YOUR OBJECTIVE: Retype every one of the entries below without changing anything.

Saved data entries
....

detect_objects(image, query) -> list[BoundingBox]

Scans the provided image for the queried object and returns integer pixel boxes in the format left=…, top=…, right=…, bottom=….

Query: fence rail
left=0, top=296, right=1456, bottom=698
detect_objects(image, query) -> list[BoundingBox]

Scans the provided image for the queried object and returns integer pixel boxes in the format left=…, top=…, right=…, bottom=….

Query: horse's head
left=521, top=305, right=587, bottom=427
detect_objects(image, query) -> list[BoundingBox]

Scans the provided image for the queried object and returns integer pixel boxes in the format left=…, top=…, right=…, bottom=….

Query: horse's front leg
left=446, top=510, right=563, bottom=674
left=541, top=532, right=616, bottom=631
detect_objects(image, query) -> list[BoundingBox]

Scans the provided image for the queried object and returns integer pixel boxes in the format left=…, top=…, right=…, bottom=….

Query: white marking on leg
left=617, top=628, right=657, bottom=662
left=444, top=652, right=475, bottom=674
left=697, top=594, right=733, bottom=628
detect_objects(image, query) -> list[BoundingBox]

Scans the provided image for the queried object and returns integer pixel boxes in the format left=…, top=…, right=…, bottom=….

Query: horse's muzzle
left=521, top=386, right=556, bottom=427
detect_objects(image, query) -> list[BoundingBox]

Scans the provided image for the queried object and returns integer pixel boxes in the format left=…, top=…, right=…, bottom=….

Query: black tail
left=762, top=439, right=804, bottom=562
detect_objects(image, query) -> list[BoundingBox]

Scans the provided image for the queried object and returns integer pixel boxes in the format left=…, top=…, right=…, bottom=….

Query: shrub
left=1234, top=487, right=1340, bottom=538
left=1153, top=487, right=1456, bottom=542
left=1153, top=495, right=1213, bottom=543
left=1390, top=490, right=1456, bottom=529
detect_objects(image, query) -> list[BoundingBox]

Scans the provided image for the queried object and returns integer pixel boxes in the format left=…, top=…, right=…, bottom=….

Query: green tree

....

THE RESULT:
detect_objects(image, query) -> list[BoundingBox]

Scans the provided image for the queried object and returns integer pixel boxes in the format left=…, top=…, right=…, bottom=….

Query: fence rail
left=0, top=296, right=1456, bottom=698
detect_objects(image, query) -> list[BoundingBox]

Scans the provided image for the queried object and returns integer pixel boxes in the format left=…, top=…, right=…, bottom=….

Query: horse's head
left=521, top=305, right=587, bottom=427
detect_objects(image, query) -> list[BoundingBox]

Scans the provided image for the queried object and returns integer pixel boxes in the format left=…, top=…, right=…, bottom=….

Query: horse's front leg
left=446, top=510, right=563, bottom=674
left=541, top=532, right=616, bottom=631
detect_objects(image, query) -> list[BoundingBox]

Scans the provided image for the queried object and returns integer pixel boxes in the format left=…, top=…, right=…, bottom=….

Query: white marking on leg
left=617, top=628, right=657, bottom=662
left=444, top=652, right=475, bottom=674
left=697, top=594, right=733, bottom=628
detect_objects(image, query) -> list[BoundingBox]

Scans the provided image for the queried object and returns integer pixel boxes in the format left=…, top=…, right=…, bottom=….

Query: horse's muzzle
left=521, top=386, right=556, bottom=427
detect_objects(image, query) -> list[BoundingBox]

Scans the provided image for the queried object and returns integer pixel boxes in the format left=…, top=…, right=…, bottom=….

Query: black tail
left=762, top=439, right=804, bottom=562
detect_objects(image, query) -> list[BoundingBox]

Scans the provided image for the queried object and returns integer pixel boxes in the format left=…, top=…, right=…, bottom=….

Query: shrub
left=1234, top=487, right=1340, bottom=538
left=1153, top=487, right=1456, bottom=542
left=1153, top=495, right=1213, bottom=543
left=1390, top=490, right=1456, bottom=529
detect_objects(image, query) -> list[BoundingBox]

Scans the provided image for the queried object and returns integer pixel boxes in the format left=…, top=…, right=…, bottom=….

Query: green tree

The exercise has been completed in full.